» **Task objective**:
Each line from the start of the records through the line containing "Query: bridle" is to be transcribed exactly, and no other line is to be included.

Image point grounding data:
►

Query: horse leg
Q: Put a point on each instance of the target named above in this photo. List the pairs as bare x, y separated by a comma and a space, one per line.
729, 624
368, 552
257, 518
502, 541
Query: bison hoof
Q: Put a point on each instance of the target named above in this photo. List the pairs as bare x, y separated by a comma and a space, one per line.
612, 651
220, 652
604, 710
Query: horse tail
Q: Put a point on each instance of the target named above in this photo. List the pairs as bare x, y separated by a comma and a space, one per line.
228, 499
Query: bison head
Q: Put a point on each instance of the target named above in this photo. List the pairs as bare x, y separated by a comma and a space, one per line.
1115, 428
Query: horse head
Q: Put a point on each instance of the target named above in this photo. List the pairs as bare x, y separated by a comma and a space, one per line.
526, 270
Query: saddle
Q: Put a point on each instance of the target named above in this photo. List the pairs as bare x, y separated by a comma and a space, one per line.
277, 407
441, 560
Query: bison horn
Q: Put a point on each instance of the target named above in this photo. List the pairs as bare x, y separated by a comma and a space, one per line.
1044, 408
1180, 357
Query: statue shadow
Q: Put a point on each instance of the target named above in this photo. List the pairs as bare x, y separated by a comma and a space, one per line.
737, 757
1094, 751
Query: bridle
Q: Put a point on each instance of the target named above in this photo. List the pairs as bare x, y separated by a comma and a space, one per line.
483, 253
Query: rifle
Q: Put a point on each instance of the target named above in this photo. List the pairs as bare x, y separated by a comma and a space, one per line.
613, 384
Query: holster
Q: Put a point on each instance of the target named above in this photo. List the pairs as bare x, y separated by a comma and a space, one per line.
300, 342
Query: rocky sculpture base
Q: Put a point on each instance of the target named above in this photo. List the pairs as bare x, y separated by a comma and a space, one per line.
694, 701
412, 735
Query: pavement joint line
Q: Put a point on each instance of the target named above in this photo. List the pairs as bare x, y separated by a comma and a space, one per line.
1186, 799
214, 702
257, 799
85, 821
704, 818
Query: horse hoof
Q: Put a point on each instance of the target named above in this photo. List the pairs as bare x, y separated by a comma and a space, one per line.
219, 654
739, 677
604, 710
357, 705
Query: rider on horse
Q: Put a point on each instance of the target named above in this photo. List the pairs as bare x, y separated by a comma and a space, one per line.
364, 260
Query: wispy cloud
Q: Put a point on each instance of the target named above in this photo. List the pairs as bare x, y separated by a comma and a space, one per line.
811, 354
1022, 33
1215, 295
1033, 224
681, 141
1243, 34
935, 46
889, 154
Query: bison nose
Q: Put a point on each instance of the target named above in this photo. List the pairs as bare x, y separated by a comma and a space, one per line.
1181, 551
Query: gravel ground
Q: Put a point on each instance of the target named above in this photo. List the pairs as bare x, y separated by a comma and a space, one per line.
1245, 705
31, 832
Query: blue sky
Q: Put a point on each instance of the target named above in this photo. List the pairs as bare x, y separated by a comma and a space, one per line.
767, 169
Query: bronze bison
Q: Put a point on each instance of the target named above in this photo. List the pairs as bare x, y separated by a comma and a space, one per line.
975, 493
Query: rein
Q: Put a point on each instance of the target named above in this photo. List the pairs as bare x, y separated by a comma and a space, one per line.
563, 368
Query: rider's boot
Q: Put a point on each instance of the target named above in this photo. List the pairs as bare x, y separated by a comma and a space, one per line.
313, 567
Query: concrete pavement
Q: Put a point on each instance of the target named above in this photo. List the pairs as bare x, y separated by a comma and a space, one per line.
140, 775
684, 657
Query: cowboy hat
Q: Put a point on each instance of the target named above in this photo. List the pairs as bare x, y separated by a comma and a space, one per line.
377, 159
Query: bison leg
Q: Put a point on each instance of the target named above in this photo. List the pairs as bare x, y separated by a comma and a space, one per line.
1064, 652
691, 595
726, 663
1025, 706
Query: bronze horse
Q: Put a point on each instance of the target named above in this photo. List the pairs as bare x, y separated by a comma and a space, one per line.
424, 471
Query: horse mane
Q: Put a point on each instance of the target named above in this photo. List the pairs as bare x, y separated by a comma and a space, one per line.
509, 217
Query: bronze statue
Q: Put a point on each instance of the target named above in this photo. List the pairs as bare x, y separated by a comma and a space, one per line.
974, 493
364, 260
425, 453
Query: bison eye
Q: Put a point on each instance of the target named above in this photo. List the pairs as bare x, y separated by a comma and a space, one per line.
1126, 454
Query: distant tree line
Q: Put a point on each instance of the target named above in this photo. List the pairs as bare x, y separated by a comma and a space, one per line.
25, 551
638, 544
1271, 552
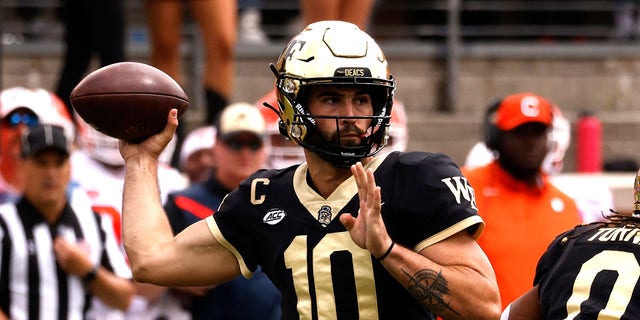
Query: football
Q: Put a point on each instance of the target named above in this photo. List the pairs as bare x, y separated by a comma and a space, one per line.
128, 100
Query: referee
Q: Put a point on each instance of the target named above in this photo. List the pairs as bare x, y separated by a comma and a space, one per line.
56, 254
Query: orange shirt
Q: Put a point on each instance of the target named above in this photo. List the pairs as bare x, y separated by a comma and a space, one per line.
520, 223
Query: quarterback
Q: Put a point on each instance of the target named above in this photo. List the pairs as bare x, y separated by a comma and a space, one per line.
345, 234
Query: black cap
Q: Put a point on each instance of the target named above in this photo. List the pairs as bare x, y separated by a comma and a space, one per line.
44, 136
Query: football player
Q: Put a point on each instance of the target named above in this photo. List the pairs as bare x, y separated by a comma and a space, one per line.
347, 234
589, 272
283, 152
98, 169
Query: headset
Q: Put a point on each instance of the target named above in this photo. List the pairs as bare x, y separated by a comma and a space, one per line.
491, 132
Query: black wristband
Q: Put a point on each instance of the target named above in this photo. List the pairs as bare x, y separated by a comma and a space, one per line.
386, 254
90, 275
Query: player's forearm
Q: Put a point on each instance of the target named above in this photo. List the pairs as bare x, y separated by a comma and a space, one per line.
451, 292
112, 290
145, 226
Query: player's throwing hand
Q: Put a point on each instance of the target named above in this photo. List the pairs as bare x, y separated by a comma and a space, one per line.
367, 229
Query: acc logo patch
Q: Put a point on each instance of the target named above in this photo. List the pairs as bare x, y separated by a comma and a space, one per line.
324, 215
274, 216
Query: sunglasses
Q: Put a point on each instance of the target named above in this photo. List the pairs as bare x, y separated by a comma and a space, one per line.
13, 120
239, 145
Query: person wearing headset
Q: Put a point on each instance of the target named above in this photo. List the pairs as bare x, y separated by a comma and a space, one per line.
522, 210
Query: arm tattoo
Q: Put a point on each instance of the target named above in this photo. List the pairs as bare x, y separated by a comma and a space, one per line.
429, 288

◄

» **Problem solution**:
Query: horse leg
Q: Put a point on each instance of the target named above in this photo. List the pairs as bare x, y separated by a comma and a space, one per line.
729, 624
368, 552
257, 518
502, 541
Query: bison hoof
Q: Put a point on each instance of the target named above in this photo. List the pairs as bare x, y separated by a comma and a space, one per line.
612, 651
220, 652
604, 710
Query: horse tail
Q: Put a point on each instance of the target named above in this photo. List the pairs as bare x, y separated by a comma and a space, one per line.
228, 499
Query: bison head
Q: Put a point on each instance of the target named above in this photo. List the pairs as bare x, y separated by a comma and a space, one per line.
1115, 428
Query: horse head
Q: Put a point on each instance of the target named above in this photo. List the pairs as bare x, y separated by a comma and a space, one per line.
526, 270
Query: saddle
Q: Put a point on each instance of the target named above in this photo. List the pairs as bare x, y separated by a comma and a space, one per line.
277, 407
441, 560
Query: bison horn
Q: Put a point on each instance of the target named above in this photo. List the pairs as bare x, y separated by a comma and a space, one per line.
1044, 408
1180, 357
Query: statue shadow
Q: Put a point on each instance of the target named above in this photo. List the pairs as bare x, y separated by a comma and a space, one per line.
737, 757
1094, 751
Query: bridle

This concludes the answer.